In a sense, both representations, although the latter is certainly more humane, are somewhat ahistorical. The question, “Was Shakespeare an anti-Semite or not?,” has a limited value. Did Shakespeare share the views and prejudices about Jews, historically shaped and determined, of most of his English contemporaries? Perhaps. But Shakespeare was the greatest playwright in history, among other reasons, because he was able to put himself in anyone’s shoes, and see the logic of everyone’s actions. However the playwright may have conceived of Shylock as he began his work, he felt obliged at certain moments—as an immensely honest and objective artist—to take the moneylender’s side, so to speak.

##############################

-- Problem details --
Write the next few sentences of the passage on Shakespeare and Shylock, picking up after its final sentence.

##############################

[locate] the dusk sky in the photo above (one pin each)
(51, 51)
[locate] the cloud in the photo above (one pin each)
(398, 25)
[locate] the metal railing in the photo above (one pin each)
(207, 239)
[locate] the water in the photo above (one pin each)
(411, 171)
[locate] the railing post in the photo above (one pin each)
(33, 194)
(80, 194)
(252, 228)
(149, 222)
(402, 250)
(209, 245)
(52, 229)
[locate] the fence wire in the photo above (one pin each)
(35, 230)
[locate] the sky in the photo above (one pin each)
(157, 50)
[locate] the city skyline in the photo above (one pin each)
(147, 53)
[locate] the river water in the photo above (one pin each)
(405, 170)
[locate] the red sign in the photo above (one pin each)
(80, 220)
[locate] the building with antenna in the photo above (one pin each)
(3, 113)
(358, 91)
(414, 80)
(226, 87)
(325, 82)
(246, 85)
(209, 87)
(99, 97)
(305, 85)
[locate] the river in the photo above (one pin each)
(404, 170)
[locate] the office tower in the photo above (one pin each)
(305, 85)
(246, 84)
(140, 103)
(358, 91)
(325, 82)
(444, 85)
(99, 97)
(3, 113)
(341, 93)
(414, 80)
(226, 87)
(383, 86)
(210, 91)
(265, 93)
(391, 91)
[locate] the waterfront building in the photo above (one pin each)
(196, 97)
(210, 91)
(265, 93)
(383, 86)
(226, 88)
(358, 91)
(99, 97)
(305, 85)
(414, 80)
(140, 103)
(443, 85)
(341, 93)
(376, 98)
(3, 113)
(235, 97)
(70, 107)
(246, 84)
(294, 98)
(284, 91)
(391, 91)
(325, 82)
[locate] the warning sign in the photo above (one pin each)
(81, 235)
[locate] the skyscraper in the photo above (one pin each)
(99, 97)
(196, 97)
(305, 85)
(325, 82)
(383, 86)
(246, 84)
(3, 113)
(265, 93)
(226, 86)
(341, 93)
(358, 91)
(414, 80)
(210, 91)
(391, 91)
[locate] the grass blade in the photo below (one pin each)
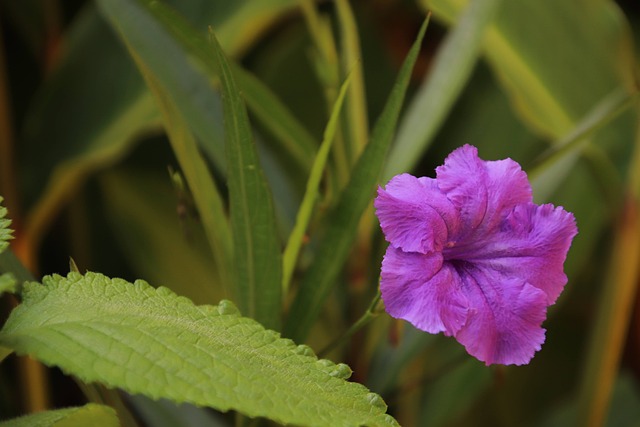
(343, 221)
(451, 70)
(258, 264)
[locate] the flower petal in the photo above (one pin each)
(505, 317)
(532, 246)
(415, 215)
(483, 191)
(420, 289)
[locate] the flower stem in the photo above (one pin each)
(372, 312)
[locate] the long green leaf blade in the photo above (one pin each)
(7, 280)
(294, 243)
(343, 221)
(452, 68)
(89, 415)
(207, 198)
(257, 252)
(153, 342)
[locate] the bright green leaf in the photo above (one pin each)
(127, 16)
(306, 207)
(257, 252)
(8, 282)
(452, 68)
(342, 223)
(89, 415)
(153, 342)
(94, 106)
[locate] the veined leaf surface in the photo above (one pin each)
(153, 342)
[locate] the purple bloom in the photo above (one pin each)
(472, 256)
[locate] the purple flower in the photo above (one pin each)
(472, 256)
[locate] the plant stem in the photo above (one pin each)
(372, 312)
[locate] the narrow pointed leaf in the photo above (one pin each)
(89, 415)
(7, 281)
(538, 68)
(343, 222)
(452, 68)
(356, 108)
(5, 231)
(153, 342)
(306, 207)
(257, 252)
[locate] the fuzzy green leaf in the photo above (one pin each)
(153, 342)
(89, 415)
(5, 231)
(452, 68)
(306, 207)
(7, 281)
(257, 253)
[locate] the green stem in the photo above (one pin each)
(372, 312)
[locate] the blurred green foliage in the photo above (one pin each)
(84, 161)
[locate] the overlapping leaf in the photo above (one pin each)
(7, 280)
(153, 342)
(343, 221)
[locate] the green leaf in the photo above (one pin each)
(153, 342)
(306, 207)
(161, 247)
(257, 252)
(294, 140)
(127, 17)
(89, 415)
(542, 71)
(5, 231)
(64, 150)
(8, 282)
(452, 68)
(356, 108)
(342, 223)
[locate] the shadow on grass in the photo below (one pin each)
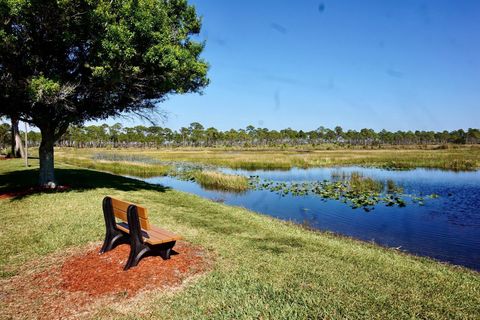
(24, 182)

##############################

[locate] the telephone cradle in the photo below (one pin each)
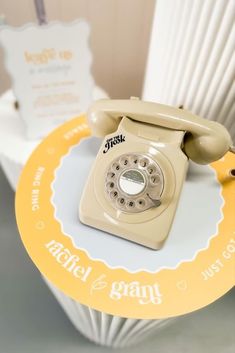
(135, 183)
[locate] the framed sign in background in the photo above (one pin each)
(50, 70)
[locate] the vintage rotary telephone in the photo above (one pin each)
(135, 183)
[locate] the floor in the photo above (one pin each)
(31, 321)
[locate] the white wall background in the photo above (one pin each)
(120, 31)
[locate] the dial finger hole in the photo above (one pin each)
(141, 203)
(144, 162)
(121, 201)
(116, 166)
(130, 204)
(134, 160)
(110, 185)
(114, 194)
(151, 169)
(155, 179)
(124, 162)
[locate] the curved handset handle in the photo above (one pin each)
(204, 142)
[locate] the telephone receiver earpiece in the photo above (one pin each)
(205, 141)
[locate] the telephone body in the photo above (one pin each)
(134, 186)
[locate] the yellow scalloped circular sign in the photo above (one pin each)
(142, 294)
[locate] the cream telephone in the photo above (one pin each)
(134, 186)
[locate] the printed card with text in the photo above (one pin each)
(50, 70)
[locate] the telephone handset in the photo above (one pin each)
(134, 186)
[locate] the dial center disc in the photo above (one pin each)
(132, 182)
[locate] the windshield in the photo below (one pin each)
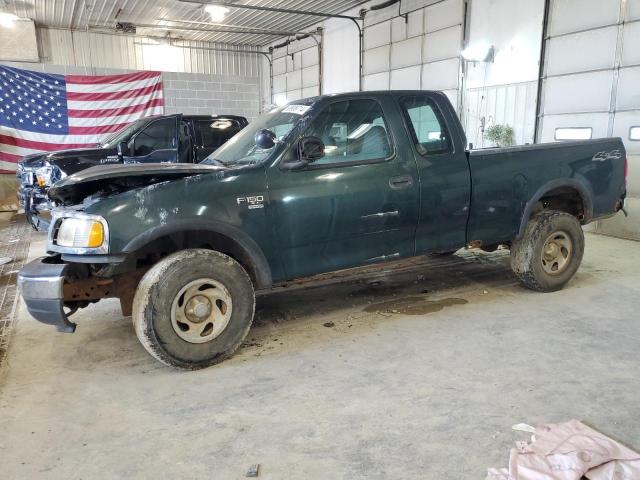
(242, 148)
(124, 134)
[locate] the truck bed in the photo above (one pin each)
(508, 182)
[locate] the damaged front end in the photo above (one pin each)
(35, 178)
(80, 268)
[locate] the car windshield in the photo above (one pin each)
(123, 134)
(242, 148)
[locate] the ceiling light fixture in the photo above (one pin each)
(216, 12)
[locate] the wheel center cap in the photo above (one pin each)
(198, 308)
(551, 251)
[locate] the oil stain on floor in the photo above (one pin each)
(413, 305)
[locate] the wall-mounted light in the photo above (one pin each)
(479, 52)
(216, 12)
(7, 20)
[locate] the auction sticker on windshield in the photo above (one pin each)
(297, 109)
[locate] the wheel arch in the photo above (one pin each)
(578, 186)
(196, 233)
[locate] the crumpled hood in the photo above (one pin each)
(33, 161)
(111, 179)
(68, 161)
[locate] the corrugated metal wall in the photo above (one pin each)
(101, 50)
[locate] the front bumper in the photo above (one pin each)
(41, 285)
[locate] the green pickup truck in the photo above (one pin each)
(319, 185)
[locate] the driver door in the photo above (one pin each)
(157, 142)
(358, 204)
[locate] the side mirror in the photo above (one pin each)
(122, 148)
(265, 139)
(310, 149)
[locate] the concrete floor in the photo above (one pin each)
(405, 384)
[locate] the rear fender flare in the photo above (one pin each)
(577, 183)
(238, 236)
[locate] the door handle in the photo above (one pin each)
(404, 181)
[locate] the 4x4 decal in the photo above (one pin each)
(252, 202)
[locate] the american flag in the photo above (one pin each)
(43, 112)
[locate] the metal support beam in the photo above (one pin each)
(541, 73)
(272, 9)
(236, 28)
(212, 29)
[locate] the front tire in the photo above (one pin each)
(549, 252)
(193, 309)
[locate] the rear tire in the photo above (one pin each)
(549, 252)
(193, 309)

##############################

-- Written response --
Thus, in Shylock’s famous soliloquy, we encounter one of the most compassionate and brutally frank speeches in world literature: “Hath not a Jew eyes? Hath not a Jew hands, organs, dimensions, senses, affections, passions; fed with the same food, hurt with the same weapons, subject to the same diseases, heal’d by the same means, warm’d and cool’d by the same winter and summer as a Christian is? If you prick us, do we not bleed? If you tickle us, do we not laugh? If you poison us, do we not die? And if you wrong us, shall we not revenge? If we are like you in the rest, we will resemble you in that. If a Jew wrong a Christian, what is his humility? Revenge. If a Christian wrong a Jew, what should his sufferance be by Christian example? Why, revenge. The villainy you teach me, I will execute, and it shall go hard but I will better the instruction.” (Act III, scene I)
Kirsten Kollender’s Portia is a very pretty, high-spirited, extremely clever “girl”; her interplay with her two equally young maids-in-waiting has the sly energy of three girls on spring break, looking for the perfect match-up, but without ignoring the earnestness of young women who understand the seriousness of making a marriage match. Daniel Kaemon’s Bassanio is such a paragon of manly sensitivity that we fully understand why Portia so desperately wants him and why we’re rooting for him to pick the right casket to win her hand—even though the play’s formula makes the happy choice feel almost predetermined. As Antonio, Time Winters delivers a complex man of subdued, possibly repressed passions.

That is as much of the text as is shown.